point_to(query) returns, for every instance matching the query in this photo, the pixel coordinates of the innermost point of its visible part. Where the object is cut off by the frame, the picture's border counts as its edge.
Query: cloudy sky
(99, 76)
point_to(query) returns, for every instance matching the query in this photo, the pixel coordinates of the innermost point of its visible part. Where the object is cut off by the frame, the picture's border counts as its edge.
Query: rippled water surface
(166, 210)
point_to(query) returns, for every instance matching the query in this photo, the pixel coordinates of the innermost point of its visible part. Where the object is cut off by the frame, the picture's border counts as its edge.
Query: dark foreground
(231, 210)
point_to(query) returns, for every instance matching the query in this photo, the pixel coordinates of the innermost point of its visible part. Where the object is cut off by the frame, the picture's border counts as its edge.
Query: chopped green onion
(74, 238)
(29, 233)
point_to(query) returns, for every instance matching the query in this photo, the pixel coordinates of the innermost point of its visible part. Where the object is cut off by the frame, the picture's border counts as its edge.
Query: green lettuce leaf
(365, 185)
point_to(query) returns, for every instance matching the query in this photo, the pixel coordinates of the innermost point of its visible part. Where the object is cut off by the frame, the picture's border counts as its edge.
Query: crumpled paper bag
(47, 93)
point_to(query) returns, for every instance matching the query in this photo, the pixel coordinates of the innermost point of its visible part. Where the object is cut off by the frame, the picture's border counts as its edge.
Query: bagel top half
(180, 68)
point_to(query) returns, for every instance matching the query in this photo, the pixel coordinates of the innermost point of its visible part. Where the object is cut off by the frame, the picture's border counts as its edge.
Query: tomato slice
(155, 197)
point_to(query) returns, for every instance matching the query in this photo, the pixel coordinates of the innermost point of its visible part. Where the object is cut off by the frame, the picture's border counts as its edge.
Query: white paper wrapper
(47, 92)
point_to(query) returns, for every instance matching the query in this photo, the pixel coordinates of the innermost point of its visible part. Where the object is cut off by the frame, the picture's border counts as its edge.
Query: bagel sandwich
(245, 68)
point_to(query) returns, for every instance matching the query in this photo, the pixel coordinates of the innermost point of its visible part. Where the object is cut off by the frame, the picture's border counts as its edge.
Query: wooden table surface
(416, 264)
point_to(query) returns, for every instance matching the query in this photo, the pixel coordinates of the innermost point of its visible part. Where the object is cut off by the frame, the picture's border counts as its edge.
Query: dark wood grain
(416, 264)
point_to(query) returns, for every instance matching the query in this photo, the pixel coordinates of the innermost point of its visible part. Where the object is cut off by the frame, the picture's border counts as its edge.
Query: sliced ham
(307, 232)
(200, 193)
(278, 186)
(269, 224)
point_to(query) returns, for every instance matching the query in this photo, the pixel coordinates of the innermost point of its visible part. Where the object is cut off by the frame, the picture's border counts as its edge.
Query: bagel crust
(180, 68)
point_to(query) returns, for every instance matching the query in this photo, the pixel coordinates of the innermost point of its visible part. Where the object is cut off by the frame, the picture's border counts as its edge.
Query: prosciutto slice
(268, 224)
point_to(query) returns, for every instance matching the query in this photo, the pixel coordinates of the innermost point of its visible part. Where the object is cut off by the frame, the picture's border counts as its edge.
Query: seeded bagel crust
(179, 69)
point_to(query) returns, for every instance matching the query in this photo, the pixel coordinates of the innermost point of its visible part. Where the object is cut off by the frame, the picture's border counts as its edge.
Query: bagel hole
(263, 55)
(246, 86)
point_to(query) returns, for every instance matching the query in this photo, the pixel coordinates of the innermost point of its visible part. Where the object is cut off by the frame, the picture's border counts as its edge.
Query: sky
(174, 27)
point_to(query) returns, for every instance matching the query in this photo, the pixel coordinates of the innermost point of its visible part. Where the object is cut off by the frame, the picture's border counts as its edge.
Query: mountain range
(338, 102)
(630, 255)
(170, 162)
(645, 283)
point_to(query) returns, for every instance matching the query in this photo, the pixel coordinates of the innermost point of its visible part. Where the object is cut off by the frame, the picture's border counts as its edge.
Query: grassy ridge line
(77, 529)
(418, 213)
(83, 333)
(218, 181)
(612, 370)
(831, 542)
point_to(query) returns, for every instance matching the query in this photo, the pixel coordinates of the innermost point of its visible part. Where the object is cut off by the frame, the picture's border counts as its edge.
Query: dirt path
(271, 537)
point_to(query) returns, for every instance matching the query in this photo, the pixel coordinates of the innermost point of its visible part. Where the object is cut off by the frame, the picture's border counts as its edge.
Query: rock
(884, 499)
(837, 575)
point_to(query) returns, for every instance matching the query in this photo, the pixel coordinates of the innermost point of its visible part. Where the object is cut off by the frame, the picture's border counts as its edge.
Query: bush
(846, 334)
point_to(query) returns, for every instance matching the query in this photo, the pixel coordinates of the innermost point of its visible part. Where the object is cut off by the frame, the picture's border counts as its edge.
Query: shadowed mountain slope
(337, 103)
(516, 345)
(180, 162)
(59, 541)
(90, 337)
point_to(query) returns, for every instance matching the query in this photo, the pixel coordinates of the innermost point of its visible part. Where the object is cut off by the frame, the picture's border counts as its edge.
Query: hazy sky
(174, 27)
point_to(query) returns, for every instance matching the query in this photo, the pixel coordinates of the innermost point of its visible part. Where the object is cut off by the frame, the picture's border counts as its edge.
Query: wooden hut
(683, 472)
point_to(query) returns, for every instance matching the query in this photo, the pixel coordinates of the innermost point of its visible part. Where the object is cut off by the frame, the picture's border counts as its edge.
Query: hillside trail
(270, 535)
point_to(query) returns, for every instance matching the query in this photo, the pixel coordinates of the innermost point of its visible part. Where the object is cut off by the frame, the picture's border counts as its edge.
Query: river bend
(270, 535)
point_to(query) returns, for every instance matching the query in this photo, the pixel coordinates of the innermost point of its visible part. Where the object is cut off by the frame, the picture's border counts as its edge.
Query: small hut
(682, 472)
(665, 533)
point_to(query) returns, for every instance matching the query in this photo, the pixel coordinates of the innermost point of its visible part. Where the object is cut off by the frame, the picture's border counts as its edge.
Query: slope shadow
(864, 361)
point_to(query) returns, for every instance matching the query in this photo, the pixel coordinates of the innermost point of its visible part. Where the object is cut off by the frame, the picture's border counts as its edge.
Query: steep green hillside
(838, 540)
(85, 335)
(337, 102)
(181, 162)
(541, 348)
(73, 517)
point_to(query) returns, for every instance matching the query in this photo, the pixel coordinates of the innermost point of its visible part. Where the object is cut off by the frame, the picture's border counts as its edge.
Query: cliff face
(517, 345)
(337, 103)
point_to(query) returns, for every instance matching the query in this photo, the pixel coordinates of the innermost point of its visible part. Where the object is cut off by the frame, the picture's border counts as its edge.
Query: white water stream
◇ ◇ ◇ ◇ ◇ ◇ ◇
DIRECTIVE: Your task is to output the full set of records exactly as presented.

TASK SOLUTION:
point_to(query) returns, for every instance matching the query in this photo, the pixel coordinates of the innermost point of its visible part. Where the object is cut off by the frame, the picture's border counts as its edge.
Query: cloudy sky
(99, 76)
point_to(query) returns, for every instance matching the query in this photo, the pixel coordinates of the innermost point of its visible part. Where the object is cut off by the frame, the picture's border counts as its edge.
Query: rippled water surface
(166, 210)
point_to(query) returns, for every instance matching the query in this photo, the pixel coordinates of the innermost point of its visible part. Where the object is cut off by the frame, the picture's border counts as its edge.
Query: dark foreground
(231, 210)
point_to(query) returns, for every instance matching the query in this photo, the pixel coordinates of the innermost point of its visible part. Where the object is cut off by the frame, the picture's border counts as its edge.
Query: chopped green onion
(74, 238)
(29, 233)
point_to(query) returns, for every instance matching the query in this photo, the pixel coordinates of the innermost point of its visible part. Where the object is cut off by the frame, the picture's border counts as its edge.
Query: green lettuce leaf
(365, 185)
point_to(query) returns, for every instance matching the query in this photo, the pixel coordinates of the innermost point of its visible part. Where the object is cut off by the frame, the picture's border counts as its edge.
Query: crumpled paper bag
(47, 93)
point_to(query) returns, for every instance matching the query in this photo, the pixel coordinates of the innermost point of its visible part. Where the object is cut off by the frame, the picture's border counts as its edge.
Query: bagel top half
(180, 68)
point_to(query) returns, for every instance matching the query in this photo, the pixel coordinates of the innermost point of its visible part. Where the object is cut off by the frame, the picture's border counts as its edge.
Query: tomato slice
(155, 197)
point_to(query) returns, for every instance matching the query in this photo, the pixel coordinates of the innermost point of its visible part. Where the object is cut off by the frame, the picture's border counts as its edge.
Query: white paper wrapper
(47, 92)
point_to(query) returns, for every instance matching the query in this photo, the pixel coordinates of the innermost point of its visible part. Where the object is cut off by the frame, the picture's border counts as its edge.
Query: bagel sandwich
(245, 68)
point_to(query) returns, for every instance matching the query in this photo, the pixel coordinates of the innermost point of its visible part. Where the object is cut off by the frame, the picture's border counts as its edge.
Query: wooden table surface
(416, 264)
point_to(query) returns, for every instance matching the query in this photo, the pixel coordinates of the innermost point of its visible part. Where the object is cut off by the frame, the picture's border counts as its edge.
Query: dark wood grain
(416, 264)
point_to(query) returns, for every instance matching the query in this photo, the pixel coordinates of the innermost point of its visible part. Where the object is cut off by the frame, the picture's border counts as its edge.
Query: sliced ham
(307, 232)
(200, 193)
(278, 186)
(269, 224)
point_to(query) returns, for every instance matching the query in this photo, the pixel coordinates of the innermost point of its visible part. Where the object is cut off by the frame, the picture's border counts as its edge.
Query: bagel crust
(180, 68)
point_to(query) returns, for every instance matching the query in this photo, the pixel coordinates of the innermost point of its visible part. Where the object is cut off by the frame, the picture's border counts as its edge.
Query: prosciutto slice
(268, 224)
point_to(query) returns, for every instance matching the query in this photo, the pixel coordinates of the innermost point of its visible part. Where the object is cut off by the frame, the picture's border counts as its edge.
Query: seeded bagel crust
(179, 69)
point_to(query) returns, for every instance matching the query in this photo, the pixel coordinates of the innermost point of its visible part. Where the object is cut off by the frame, the picture's border counts as its edge.
Query: bagel hole
(263, 55)
(246, 86)
point_to(query) returns, for every instance matching the query in this photo, the pixel coordinates of the innermost point of its visible part. Where the object is cut off by the frame, the picture's border counts as its edge.
Query: sky
(174, 27)
point_to(query) returns, for every instance matching the query in this photo, the pixel coordinates of the innermost point of its visible part. Where the object is cut off by the frame, the picture's border counts as its edge.
Query: mountain range
(338, 102)
(630, 255)
(170, 162)
(645, 283)
point_to(query) returns, for every instance matching the query in this photo, the pixel coordinates of the innermost point of its visible part. Where the object is cut off by the frame, the picture's border counts as its edge.
Query: grassy ridge line
(77, 529)
(418, 213)
(83, 333)
(218, 181)
(612, 370)
(831, 542)
point_to(query) returns, for every instance matching the query in this photo, the pixel coordinates of the innermost point of its visible part. Where the object is cut off by the frame, the picture's border counts as its edge.
Query: dirt path
(271, 537)
point_to(query) returns, for every instance matching the query in this photo, the pixel coordinates of the innermost point of its visible part. Where the object is cut off by the frame, the picture's border counts as its edge.
Query: rock
(884, 499)
(837, 575)
point_to(query) returns, for every instance matching the query in this photo, the pixel coordinates of the innermost point of its visible part. Where the object is cut off by the frame, the picture's border counts as its edge.
Query: bush
(846, 334)
point_to(query) returns, for every instance matching the query in this photo, the pixel coordinates of the innermost point of its visible part. Where the object is cut off by the frame, the picture's border counts as its edge.
Query: shadowed mountain slope
(337, 103)
(516, 345)
(180, 162)
(59, 541)
(90, 337)
point_to(query) returns, for every instance matching the query in this photo, the pixel coordinates of the innermost point of its visible part. Where the object is cut off by the frame, the picture's border counts as its edge.
Query: hazy sky
(174, 27)
point_to(query) returns, for every instance matching the query in this photo, the pixel coordinates of the innermost point of its visible part. Where the object is cut off by the frame, the picture's border counts as its edge.
Query: wooden hut
(683, 472)
point_to(query) returns, for every instance matching the query in this photo, the pixel coordinates of the innermost point of its visible part. Where the object is cut off by the frame, the picture's border counts as its edge.
Query: hillside trail
(270, 535)
point_to(query) returns, for every instance matching the query in this photo, the pixel coordinates of the innermost point of its visible part. Where the object is cut off by the frame, the picture's border counts as its edge.
Query: river bend
(270, 535)
point_to(query) returns, for every instance matching the query in this photo, the pixel coordinates of the innermost point of its visible part. Where the object is cut off by the frame, the picture's border counts as its edge.
Query: small hut
(682, 472)
(665, 533)
point_to(query) returns, for every instance matching the query in this photo, the pixel coordinates of the innermost point of its visible part. Where the object is cut off by the frame, the picture's border counts as its edge.
Query: slope shadow
(864, 361)
point_to(query) returns, for every instance matching the query in this photo, the pixel coordinates of the innermost point of its visible part. Where the object is cut off by the frame, the picture's border counts as its edge.
Query: steep green hillside
(838, 540)
(85, 335)
(337, 102)
(181, 162)
(541, 348)
(73, 517)
point_to(query) returns, for every instance matching the query in this photo, the pixel coordinates of the innermost point of its visible part. Where the object is cut off by the frame, the picture's border counts as its edge.
Query: cliff face
(517, 345)
(337, 103)
point_to(query) returns, for every instance matching the query in this photo, the pixel coordinates of the innermost point of its visible part. Where the object is cut off by the frame, the picture's border counts as its edge.
Query: white water stream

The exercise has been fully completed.